GOAL 1: Locate each line of the records that contains the word "Objective", treating uppercase and lowercase as different, and copy those lines out.

PASSAGE PROVIDED:
◇ ◇ ◇ ◇

Partial output of "curl http://127.0.0.1:9300":

# HELP vector_custom Vector custom values
# TYPE vector_custom gauge
vector_custom{host="dev01.ams",custom_tag="samplerate"} 20 1719601893267
vector_custom{host="dev01.ams",custom_tag="blah"} 4.4 1719601893267

References

No response

Version

vector 0.39.0 (x86_64-unknown-linux-gnu)

jszwedko commented 2 weeks ago

Neat idea, thanks @johnhtodd . Rather than modifying internal_metrics, we could consider also introducing a new source like static_metrics. Maybe the config would look something like:

sources:
  my_source_id:
    type: static_metrics
    interval_secs: 2
    metrics:
       - name: custom
         value: "${VECTORPOPSAMPLERATE}"
         tags:
           custom_tag: samplerate
       - name: custom
         value: 4.4
         tags:
           custom_tag: blah

I think this would result in better separation of concerns. I'm curious what you think of this UX though.

johnhtodd commented 2 weeks ago

I have no objection to that method - I'm ambivalent about structure of configuration as long as I can figure out how I need to write the syntax.

What does the "interval_secs" do in the example you provide?

Upon consideration of my initial suggestion, I have an update. It may be useful for tag names to be both dynamic (able to be specified with variables themselves) and also to have a possibility of multiple tags in a metric. Perhaps the first part of that request is sort-of handled automatically by Vector's ability to expand configurations with variable names. The second part, multiple tags, seems to just be writing the method to be iterative instead of a singleton.

◇ ◇ ◇ ◇

Object location labeling entries

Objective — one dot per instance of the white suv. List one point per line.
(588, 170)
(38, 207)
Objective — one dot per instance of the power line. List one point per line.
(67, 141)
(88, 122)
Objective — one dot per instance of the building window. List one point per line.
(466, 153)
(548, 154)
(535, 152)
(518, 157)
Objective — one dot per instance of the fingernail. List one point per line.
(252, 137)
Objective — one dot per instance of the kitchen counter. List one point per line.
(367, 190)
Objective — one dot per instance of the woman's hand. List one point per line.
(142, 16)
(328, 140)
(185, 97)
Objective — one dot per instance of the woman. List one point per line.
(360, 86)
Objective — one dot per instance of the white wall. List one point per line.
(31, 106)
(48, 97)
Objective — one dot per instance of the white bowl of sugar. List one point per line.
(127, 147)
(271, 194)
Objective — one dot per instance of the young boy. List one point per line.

◇ ◇ ◇ ◇

GOAL 2: Write the next part of the thread about adding static custom metrics to Vector, picking up right after its last sentence.

EXERCISE ANSWER 1:
Objective — one dot per instance of the white suv. List one point per line.
Objective — one dot per instance of the power line. List one point per line.
Objective — one dot per instance of the building window. List one point per line.
Objective — one dot per instance of the fingernail. List one point per line.
Objective — one dot per instance of the kitchen counter. List one point per line.
Objective — one dot per instance of the woman's hand. List one point per line.
Objective — one dot per instance of the woman. List one point per line.
Objective — one dot per instance of the white wall. List one point per line.
Objective — one dot per instance of the white bowl of sugar. List one point per line.
Objective — one dot per instance of the young boy. List one point per line.

EXERCISE ANSWER 2:
jszwedko commented 2 weeks ago

What does the "interval_secs" do in the example you provide?

This would be the interval in which the metric is emitted.

I realized my example wasn't quite right. I edited it in-place, but I think it'd be more like:

sources:
  my_source_id:
    type: static_metrics
    interval_secs: 2
    metrics:
       - name: custom
         value: "${VECTORPOPSAMPLERATE}"
         tags:
           custom_tag: samplerate
       - name: custom
         value: 4.4
         tags:
           custom_tag: blah

(the difference is I forgot value and the tags were incorrect)

I think this would support having multiple tags. Yes, I believe the first part could be handled via environment variable interpolation like:

tags:
  "${FOO}": "${BAR}"